__TASK INSTRUCTIONS__: Gather every line in the records below that contains the string "football", treating case as significant.

(Records from a data collection)
* begin *
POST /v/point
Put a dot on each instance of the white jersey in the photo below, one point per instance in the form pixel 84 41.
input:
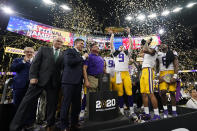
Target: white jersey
pixel 162 61
pixel 149 60
pixel 121 62
pixel 110 65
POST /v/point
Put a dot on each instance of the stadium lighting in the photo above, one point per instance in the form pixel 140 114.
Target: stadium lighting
pixel 165 13
pixel 161 31
pixel 128 18
pixel 190 5
pixel 7 10
pixel 65 7
pixel 141 17
pixel 177 9
pixel 152 15
pixel 49 2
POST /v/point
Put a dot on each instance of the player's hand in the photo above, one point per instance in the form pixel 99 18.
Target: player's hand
pixel 148 41
pixel 127 29
pixel 131 60
pixel 172 80
pixel 33 81
pixel 161 79
pixel 26 59
pixel 86 55
pixel 87 84
pixel 110 31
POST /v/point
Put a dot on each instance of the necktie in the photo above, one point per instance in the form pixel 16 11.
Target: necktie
pixel 56 55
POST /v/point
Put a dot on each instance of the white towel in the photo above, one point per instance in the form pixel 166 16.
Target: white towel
pixel 118 77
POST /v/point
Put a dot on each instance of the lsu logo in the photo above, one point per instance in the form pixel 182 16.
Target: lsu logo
pixel 100 104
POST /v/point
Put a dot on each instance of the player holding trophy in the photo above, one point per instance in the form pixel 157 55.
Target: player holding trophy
pixel 167 63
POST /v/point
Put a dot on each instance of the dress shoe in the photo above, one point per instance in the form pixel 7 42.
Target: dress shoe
pixel 66 129
pixel 51 128
pixel 75 127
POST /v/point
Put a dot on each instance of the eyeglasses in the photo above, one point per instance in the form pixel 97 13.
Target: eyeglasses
pixel 59 41
pixel 28 52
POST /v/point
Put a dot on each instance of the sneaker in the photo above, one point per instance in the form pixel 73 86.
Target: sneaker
pixel 81 115
pixel 122 111
pixel 165 114
pixel 156 117
pixel 133 116
pixel 174 114
pixel 144 117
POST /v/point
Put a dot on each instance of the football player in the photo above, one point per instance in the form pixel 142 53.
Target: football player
pixel 122 76
pixel 167 63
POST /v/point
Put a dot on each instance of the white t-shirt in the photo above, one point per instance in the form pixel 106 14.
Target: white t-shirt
pixel 110 65
pixel 149 60
pixel 162 61
pixel 192 103
pixel 121 61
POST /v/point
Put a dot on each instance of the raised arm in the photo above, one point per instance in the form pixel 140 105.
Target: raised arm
pixel 147 49
pixel 130 50
pixel 112 41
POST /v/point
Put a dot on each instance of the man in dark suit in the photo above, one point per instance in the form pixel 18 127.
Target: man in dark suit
pixel 21 80
pixel 45 74
pixel 72 78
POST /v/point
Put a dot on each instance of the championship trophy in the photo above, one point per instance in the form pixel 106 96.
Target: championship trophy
pixel 115 29
pixel 167 78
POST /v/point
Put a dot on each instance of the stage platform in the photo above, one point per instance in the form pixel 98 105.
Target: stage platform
pixel 186 119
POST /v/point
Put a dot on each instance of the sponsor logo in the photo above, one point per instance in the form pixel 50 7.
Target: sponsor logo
pixel 104 105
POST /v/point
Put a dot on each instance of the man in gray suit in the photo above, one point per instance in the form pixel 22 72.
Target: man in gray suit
pixel 45 74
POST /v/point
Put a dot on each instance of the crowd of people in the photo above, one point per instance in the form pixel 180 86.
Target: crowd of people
pixel 65 73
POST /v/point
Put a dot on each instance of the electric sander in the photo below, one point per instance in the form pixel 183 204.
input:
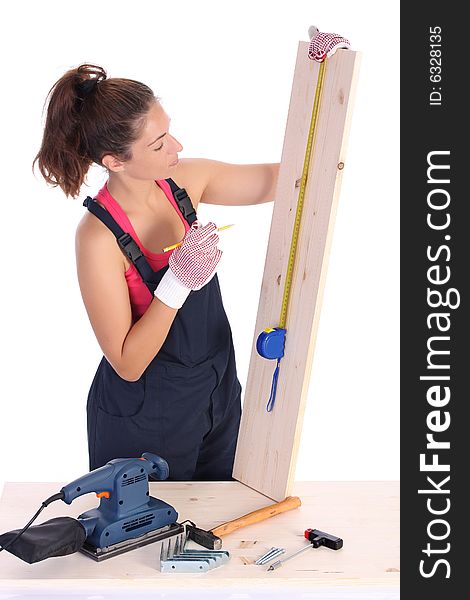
* end *
__EXPECTED OUTPUT__:
Put a dot on each instance of the football player in the photo above, one point per instance in the form pixel 142 53.
Target: football player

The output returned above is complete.